» **TASK TO COMPLETE**
Rewrite the entries from the line containing "grass, placing one marker per instance" up to and including the final line of the entries, replacing "locomotive" with "train engine" and leaving everything else unchanged.

» **DATASET CONTENT**
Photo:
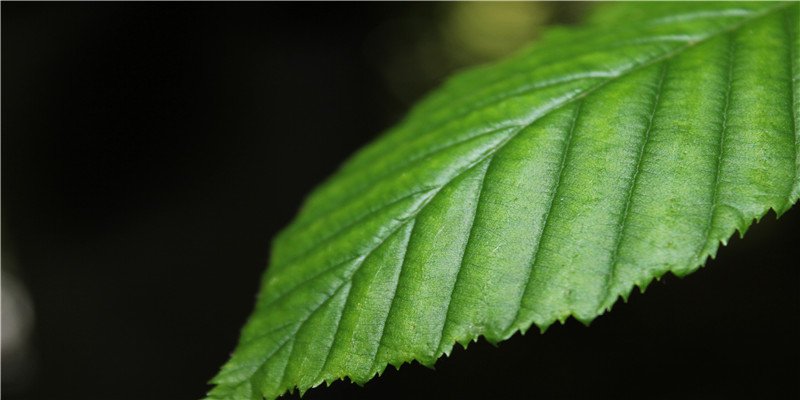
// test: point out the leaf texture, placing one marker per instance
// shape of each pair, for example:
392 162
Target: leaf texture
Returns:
544 186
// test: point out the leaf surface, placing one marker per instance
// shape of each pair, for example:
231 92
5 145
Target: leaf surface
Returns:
524 192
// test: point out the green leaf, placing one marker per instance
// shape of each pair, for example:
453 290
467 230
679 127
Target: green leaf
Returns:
537 188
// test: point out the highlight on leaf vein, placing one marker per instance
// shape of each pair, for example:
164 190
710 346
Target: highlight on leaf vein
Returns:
540 187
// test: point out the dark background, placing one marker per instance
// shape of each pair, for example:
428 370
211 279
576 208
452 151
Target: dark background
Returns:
151 151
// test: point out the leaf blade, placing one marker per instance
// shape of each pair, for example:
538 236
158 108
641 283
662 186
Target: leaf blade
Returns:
513 164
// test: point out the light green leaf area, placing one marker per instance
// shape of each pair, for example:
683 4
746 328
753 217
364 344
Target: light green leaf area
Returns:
541 187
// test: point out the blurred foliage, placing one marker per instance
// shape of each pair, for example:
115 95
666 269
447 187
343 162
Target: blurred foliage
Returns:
415 51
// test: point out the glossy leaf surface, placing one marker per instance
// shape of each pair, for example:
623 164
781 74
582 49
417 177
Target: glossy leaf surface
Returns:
537 188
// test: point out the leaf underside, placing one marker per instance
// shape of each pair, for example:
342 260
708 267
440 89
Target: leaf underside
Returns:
541 187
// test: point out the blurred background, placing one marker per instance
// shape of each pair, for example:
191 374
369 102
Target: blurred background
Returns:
151 151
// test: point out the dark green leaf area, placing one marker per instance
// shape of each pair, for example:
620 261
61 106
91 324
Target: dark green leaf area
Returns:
541 187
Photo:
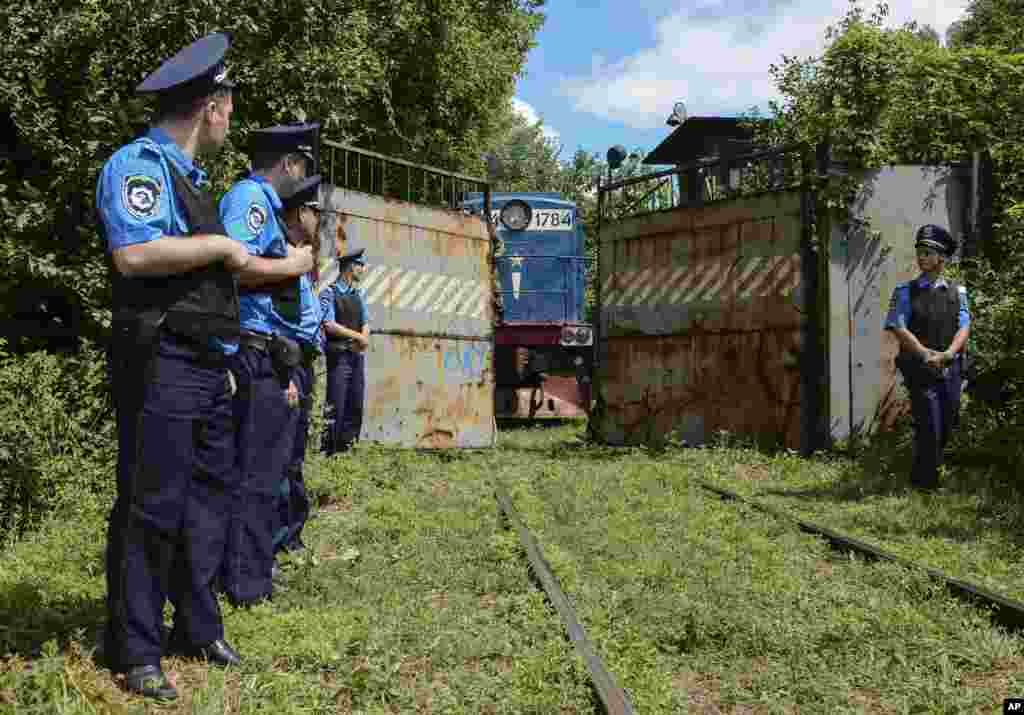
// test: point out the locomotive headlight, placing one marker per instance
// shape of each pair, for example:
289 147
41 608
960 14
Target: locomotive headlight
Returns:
516 215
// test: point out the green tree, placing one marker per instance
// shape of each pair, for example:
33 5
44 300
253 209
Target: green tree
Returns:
416 79
411 78
883 95
993 24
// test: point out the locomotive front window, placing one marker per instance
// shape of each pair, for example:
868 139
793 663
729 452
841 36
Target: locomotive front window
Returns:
516 215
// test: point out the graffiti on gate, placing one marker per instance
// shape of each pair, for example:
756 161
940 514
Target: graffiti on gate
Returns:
469 361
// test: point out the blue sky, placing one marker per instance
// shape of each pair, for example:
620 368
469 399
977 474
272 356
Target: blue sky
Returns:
607 72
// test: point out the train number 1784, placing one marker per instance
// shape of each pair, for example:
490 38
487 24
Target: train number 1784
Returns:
545 219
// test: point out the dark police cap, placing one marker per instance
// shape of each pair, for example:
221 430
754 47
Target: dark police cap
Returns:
302 193
352 257
196 71
286 138
937 238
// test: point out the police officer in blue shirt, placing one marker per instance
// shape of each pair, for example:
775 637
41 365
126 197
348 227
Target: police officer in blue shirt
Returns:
930 318
302 217
346 327
175 316
270 305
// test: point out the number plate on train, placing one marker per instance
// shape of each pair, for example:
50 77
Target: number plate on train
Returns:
544 219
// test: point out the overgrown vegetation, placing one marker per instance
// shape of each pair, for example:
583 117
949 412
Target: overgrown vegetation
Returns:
880 96
702 605
55 437
411 598
429 81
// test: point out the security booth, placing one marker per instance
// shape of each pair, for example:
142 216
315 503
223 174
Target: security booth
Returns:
739 304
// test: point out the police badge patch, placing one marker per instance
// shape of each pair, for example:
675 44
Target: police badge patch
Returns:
140 195
256 217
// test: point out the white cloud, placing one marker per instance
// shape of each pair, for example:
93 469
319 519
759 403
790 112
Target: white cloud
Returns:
714 55
529 114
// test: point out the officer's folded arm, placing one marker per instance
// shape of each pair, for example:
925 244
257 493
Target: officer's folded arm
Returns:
339 331
908 341
169 255
265 271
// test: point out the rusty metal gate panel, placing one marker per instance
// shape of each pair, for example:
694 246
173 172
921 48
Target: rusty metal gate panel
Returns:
866 390
700 325
429 373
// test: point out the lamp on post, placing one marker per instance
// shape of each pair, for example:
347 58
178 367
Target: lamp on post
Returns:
678 115
615 156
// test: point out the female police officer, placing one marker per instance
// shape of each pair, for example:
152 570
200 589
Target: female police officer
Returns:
173 274
929 316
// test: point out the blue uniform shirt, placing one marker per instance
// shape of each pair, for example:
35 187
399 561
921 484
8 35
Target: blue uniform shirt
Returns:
341 288
899 305
308 330
249 212
135 195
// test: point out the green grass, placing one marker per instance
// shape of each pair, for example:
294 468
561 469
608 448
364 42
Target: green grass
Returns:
414 598
694 601
972 528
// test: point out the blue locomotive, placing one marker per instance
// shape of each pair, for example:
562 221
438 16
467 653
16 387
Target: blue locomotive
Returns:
543 345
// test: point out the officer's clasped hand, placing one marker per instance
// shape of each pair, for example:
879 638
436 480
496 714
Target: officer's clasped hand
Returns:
303 257
236 254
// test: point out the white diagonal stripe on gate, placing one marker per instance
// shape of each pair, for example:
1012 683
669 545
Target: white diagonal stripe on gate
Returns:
399 287
381 288
412 290
427 291
444 300
374 282
635 285
669 280
462 301
750 276
648 284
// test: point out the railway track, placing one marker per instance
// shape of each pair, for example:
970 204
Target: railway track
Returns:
613 699
1006 612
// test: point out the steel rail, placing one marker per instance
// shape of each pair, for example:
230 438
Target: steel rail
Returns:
1006 612
613 699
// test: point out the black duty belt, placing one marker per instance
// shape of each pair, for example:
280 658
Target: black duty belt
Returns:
257 341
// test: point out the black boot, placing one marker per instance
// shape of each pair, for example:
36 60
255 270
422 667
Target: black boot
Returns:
150 681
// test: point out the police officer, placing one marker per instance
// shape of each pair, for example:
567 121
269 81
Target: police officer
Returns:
929 316
346 327
271 307
302 215
175 317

» **TASK OUTPUT**
// test: point out the green grass, placing one marker per instance
// shape of each pair, for example:
294 468
561 469
608 448
364 42
Target: green grass
Returns:
414 598
694 601
972 528
// test: point out the blue train engine, placing one marker per instance
// shape of each pair, for example:
562 221
438 16
467 653
16 387
Target: blue train engine
Returns:
543 345
// test: point out the officer's clasped hand, placing one marker per instance
// shape of each pair, for example:
879 638
436 480
496 714
Target: officer's clasped hand
Returns:
303 257
236 254
// test: point out the white diagonal stripe on gate, placing one marker per instance
// shape of each pair, for example:
1012 683
669 545
Target: white diagonal stripe on gate
Returns:
399 287
381 288
412 290
427 291
444 300
374 282
635 285
669 280
462 301
750 276
648 284
// test: point out the railway track, placing one marker per instance
// shape of each pair, for example:
970 204
Target: railway track
Returns:
613 699
1006 612
// test: point out the steel rail, placing one marker per instance
// shape of each pair, for example:
230 438
Target: steel rail
Returns:
1006 612
613 699
// test: point out the black duty belt, placing one marker per instance
// shape of each pair, for example:
280 658
Target: black duty belt
Returns:
257 341
// test: point out the black boot, placing one marker per instance
// shape of each pair, for example:
36 60
255 270
422 667
Target: black boot
Returns:
150 681
// test: point out the police officer, placing one marker per instance
// shape of each pair, for example:
567 121
269 81
Target: police officer
Returns:
929 316
346 327
271 307
302 215
175 317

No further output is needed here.